Saved entries:
· · · · ·

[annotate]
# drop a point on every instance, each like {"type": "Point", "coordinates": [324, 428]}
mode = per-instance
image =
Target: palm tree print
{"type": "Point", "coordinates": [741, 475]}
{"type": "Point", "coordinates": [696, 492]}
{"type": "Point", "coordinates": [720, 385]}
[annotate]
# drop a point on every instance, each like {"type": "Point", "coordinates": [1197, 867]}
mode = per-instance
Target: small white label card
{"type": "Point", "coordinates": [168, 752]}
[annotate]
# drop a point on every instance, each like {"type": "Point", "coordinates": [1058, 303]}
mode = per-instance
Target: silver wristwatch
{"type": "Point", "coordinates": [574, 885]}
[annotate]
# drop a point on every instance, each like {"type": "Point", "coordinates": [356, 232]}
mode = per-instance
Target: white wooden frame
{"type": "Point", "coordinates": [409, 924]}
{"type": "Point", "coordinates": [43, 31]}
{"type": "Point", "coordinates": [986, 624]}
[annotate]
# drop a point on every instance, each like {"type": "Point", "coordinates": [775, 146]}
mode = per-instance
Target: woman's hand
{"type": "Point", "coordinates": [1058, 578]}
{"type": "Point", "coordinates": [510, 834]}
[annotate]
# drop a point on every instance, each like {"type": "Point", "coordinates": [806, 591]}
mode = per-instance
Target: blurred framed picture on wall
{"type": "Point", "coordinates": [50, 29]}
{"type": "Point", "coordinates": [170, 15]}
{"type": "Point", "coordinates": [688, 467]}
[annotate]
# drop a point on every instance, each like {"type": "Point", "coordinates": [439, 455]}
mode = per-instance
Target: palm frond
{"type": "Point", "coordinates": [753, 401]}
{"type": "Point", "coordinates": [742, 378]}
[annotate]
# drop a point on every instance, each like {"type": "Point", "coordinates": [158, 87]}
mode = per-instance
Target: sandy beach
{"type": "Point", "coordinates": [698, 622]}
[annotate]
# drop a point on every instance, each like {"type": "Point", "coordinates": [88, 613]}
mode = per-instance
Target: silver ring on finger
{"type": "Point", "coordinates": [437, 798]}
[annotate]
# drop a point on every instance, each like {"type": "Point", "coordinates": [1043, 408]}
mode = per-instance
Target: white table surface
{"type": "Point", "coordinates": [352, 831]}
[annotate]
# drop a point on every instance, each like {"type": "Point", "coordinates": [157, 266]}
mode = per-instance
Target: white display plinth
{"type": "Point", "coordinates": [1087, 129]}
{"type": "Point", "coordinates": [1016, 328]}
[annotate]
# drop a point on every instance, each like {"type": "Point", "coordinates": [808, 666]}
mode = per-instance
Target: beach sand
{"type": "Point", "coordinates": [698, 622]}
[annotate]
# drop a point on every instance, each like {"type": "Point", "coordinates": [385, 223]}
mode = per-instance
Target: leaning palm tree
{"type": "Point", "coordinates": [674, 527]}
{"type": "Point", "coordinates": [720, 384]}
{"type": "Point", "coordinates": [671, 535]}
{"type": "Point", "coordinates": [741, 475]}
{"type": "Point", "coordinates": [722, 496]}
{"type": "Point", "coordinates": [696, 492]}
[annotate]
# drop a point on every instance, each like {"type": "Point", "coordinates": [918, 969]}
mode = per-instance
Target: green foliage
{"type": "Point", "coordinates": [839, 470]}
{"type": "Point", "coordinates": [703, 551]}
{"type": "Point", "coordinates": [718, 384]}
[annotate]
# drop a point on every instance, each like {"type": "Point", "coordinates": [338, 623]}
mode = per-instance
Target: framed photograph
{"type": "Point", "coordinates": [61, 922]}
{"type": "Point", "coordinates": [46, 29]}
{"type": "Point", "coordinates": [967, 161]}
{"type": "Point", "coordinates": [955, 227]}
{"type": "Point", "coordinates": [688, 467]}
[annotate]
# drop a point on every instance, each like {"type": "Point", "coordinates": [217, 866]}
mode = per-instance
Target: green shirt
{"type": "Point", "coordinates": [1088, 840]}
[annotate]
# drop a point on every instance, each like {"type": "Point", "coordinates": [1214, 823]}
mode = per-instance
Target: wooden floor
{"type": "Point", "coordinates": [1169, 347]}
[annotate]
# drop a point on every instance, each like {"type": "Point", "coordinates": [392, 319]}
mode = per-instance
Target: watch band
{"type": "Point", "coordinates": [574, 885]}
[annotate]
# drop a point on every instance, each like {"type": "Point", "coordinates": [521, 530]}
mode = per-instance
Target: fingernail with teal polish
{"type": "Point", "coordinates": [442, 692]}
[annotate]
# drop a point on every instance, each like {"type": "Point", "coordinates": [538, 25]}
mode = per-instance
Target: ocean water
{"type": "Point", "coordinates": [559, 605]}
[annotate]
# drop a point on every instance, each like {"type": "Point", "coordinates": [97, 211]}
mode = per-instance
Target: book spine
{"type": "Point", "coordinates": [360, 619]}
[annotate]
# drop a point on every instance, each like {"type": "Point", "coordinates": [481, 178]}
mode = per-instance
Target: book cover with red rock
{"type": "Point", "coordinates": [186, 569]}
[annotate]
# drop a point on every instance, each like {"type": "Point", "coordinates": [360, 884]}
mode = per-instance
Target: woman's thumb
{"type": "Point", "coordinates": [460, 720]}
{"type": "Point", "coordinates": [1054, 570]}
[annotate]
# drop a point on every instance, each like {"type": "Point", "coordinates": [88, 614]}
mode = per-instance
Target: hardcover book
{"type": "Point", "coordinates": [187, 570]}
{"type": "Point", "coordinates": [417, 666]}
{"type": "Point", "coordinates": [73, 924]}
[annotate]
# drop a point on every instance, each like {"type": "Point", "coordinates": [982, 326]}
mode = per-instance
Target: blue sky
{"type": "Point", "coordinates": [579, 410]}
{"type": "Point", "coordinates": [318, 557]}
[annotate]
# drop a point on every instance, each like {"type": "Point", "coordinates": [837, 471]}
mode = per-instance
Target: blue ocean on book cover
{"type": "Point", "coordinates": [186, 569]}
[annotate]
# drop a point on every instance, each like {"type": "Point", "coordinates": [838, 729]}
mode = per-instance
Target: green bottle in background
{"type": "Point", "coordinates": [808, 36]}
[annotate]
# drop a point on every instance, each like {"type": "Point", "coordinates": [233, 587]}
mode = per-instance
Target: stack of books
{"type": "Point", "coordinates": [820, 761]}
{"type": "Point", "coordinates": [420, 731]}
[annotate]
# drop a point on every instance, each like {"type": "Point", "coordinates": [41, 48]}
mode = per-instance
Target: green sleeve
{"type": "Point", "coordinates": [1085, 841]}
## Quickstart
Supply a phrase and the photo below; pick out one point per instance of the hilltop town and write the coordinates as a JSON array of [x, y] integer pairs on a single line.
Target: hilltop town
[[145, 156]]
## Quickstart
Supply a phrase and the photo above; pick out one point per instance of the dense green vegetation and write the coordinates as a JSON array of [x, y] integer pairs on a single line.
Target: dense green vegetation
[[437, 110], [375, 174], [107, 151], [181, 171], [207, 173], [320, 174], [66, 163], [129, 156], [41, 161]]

· · · · ·

Work required
Search the data for the string "Supply" and say how many lines include it, giving only the number.

Response to the task
2